OBJECTIVE ▸ Output all of the records exactly as written.

[Stored items from a collection]
________________
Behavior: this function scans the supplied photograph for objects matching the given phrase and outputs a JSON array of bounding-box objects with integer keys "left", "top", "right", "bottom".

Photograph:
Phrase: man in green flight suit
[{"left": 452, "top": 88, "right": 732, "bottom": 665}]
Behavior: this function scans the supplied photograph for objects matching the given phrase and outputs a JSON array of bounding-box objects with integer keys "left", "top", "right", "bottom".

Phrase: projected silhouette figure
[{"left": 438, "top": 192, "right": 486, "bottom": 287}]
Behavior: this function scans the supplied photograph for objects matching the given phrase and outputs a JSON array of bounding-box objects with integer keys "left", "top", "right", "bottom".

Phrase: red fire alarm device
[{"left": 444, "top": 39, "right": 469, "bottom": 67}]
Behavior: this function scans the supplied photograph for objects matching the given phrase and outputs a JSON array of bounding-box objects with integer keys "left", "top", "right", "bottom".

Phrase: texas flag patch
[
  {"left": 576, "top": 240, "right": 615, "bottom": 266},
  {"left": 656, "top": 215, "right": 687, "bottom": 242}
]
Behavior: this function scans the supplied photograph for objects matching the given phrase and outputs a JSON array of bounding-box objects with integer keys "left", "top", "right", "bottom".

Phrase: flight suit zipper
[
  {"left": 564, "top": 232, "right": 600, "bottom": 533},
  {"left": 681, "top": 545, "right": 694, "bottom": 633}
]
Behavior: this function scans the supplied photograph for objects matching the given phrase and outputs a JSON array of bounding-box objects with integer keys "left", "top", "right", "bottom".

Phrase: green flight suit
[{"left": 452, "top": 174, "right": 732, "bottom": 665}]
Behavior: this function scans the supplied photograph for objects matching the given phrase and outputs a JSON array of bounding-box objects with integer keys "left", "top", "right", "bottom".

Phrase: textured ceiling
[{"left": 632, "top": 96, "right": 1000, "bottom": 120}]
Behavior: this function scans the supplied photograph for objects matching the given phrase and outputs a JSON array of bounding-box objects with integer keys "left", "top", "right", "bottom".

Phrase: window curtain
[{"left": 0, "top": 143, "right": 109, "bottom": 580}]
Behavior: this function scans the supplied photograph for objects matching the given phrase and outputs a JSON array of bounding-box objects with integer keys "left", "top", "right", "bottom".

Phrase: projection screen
________________
ANSWER TO THE TASK ▸
Behavior: this function scans the supplied photograph for objects matching the given phrase and outputs a JSON array of bounding-box objects with integer keys "left", "top", "right", "bottom".

Photograph:
Phrase: man in green flight suit
[{"left": 452, "top": 88, "right": 732, "bottom": 665}]
Behavior: this function scans the supplied photograph for objects matching the given phrase and outputs a JSON array of bounding-box objects with integer keys "left", "top", "right", "bottom".

Phrase: projected silhouette figure
[{"left": 438, "top": 192, "right": 486, "bottom": 287}]
Behavior: this function scans the supplied photograph for objects matching the given phrase and outputs a JSON array of bounding-box objects with integer keys "left", "top", "right", "bottom".

Phrase: red fire alarm device
[{"left": 444, "top": 39, "right": 469, "bottom": 67}]
Behavior: this function scans the supplied photograph for objects matching the given phrase and outputs a JSON array of bounding-box objects with integer keys "left", "top", "right", "bottom".

Phrase: texas flag patch
[
  {"left": 576, "top": 240, "right": 615, "bottom": 266},
  {"left": 656, "top": 215, "right": 687, "bottom": 242}
]
Behavior: this function scans the supplied photograph for objects matching the given phrase and outputs a JSON array of bounding-box objects with integer keys "left", "top", "right", "bottom".

Phrase: flight suit zipper
[
  {"left": 564, "top": 232, "right": 600, "bottom": 533},
  {"left": 681, "top": 545, "right": 694, "bottom": 633}
]
Behavior: this function scans the supplied photograph for objects matching the given phrase and outputs a JSON array of bounding-box objects with integer keys "left", "top", "right", "bottom".

Phrase: green flight suit
[{"left": 452, "top": 174, "right": 732, "bottom": 665}]
Behavior: this function scans the supplied photograph for objects matching the given phrase and outputs a JSON array of bounding-box objects with integer keys "left", "top", "right", "bottom".

Phrase: textured ceiling
[{"left": 632, "top": 96, "right": 1000, "bottom": 120}]
Behavior: this function scans the supplied photograph for objects matching the given phrase and outputs a JSON array of bounding-box objects with integer keys "left", "top", "right", "bottom".

Phrase: window curtain
[{"left": 0, "top": 143, "right": 109, "bottom": 580}]
Behavior: this function scans the supplied photograph for objects matching the given phrase and outputs a JSON array of bounding-box objects with integer keys "left", "top", "right", "bottom".

Phrase: projection screen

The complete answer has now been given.